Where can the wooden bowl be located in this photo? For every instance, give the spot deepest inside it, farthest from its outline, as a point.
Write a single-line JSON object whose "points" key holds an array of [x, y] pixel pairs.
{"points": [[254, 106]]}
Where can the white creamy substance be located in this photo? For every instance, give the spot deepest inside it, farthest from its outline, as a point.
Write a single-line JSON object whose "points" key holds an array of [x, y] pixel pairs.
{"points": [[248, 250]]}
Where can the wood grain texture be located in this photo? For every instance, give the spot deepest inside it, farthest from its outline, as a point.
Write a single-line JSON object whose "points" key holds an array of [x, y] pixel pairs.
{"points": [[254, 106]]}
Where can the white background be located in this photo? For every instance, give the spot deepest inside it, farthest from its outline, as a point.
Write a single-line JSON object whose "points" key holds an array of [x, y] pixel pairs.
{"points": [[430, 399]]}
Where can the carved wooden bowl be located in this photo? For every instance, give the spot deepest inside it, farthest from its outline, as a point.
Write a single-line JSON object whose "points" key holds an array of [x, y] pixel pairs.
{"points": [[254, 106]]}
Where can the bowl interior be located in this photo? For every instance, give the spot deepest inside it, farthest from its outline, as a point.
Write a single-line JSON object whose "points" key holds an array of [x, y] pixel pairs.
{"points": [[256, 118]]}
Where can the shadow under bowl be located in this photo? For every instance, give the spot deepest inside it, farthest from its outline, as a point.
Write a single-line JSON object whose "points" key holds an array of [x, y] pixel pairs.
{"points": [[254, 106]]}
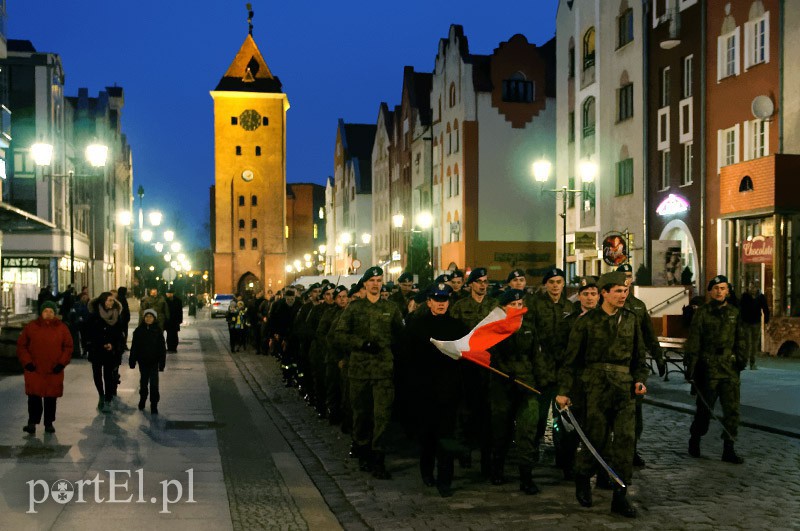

HOW TO COMPLETE THIS TASK
Without the images, print all of the lines above exactly.

RESULT OF THIS TASK
Where can the wooden bowl be located in this photo? For every instance, give the spot deepest inside it, farthest from its outline, as a point.
Write a single-line JSON object whose "points" key holds an array of [x, y] pixel pairs.
{"points": [[254, 106]]}
Where can the white creamy substance be located in this photo? For every instance, give the spot deepest inside it, farthest from its outline, as a point.
Write a single-line JSON object whose "points" key holds an array of [x, y] pixel pairs.
{"points": [[248, 250]]}
Where can the wood grain texture be located in this photo? For every instance, give the spot deepest inside it, farthest from its outline, as a point.
Write a single-line JSON object whose "points" key holds an array of [x, y] pixel pairs.
{"points": [[254, 106]]}
Where can the white background be located in this photo? For every instance, give the spot deepest inside it, farthest from its outline, as a point.
Write a single-line JSON object whose "points" key holds an array of [x, y] pixel pairs.
{"points": [[430, 399]]}
Where can the carved wooden bowl be located in this photo? For every instance, give the spot deepest inside it, farthest from its outline, as a point.
Write a single-line JSON object whose "points" key holds an array of [x, y] pixel pairs.
{"points": [[254, 106]]}
Where can the bowl interior be located in this photo? For every instance, give the spot deepest inside it, farthest from its outline, as a point.
Write a single-line JSON object whose "points" key holds an array of [x, y] pixel pairs.
{"points": [[256, 118]]}
Where can the shadow under bowl be located in this photo? For every instance, give the spot deepest inside it, farthest from its outline, as a point.
Write a single-line JSON object whose "points" key holds an array of [x, y] pixel pairs.
{"points": [[254, 106]]}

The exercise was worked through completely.